**Your task**
Work out how many lines of the records contain the string "naval", with case counting, and give only that number.

**Supplied data**
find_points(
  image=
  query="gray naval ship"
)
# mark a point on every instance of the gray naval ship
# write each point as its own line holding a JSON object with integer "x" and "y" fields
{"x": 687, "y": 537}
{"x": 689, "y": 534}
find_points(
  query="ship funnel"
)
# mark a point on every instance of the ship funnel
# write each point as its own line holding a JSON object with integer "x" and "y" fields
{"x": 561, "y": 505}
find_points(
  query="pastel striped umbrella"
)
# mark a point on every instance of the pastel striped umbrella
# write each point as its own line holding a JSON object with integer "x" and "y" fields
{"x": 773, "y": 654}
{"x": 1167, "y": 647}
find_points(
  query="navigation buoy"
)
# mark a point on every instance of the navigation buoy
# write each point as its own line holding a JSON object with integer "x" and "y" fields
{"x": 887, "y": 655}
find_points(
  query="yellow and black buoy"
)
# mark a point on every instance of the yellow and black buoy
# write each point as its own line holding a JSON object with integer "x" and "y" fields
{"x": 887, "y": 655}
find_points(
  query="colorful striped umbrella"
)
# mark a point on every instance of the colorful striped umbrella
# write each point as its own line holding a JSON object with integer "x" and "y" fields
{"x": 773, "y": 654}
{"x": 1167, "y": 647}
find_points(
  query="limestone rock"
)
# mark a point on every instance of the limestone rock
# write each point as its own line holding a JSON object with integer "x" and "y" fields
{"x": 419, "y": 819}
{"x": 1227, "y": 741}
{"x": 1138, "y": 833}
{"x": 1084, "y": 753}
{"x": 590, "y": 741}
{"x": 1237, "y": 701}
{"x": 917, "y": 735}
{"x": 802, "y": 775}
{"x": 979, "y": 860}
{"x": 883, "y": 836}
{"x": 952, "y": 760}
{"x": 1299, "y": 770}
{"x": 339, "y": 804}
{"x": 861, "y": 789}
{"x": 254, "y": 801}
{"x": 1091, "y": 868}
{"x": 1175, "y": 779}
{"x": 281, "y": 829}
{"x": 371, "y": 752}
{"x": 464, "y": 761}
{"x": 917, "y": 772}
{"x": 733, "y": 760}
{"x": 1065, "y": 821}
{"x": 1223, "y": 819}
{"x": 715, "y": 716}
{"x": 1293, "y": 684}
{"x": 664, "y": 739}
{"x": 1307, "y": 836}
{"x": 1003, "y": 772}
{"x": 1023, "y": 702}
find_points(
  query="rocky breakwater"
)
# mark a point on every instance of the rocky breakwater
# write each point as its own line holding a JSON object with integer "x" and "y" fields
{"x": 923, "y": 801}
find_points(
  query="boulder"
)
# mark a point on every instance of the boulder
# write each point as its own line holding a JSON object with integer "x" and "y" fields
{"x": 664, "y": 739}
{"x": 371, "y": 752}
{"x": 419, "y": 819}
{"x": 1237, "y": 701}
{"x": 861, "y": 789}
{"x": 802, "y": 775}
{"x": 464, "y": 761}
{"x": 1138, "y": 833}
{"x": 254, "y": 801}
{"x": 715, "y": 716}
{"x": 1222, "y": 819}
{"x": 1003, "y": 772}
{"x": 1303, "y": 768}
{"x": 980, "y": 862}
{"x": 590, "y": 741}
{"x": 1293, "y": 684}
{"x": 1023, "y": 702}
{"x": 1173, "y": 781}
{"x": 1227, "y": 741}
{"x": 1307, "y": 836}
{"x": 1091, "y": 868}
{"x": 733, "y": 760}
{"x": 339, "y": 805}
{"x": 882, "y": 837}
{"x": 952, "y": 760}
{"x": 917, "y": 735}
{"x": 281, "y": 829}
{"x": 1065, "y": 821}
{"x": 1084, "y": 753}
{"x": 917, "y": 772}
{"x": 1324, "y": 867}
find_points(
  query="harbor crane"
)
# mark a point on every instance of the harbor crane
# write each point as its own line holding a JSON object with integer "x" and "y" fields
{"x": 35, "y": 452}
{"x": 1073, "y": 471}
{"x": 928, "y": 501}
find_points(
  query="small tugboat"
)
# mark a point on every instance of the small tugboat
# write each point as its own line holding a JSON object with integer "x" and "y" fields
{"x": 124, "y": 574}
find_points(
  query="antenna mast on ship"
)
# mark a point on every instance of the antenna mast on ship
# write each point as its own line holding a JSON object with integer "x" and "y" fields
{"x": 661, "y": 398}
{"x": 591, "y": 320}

**Exercise response**
2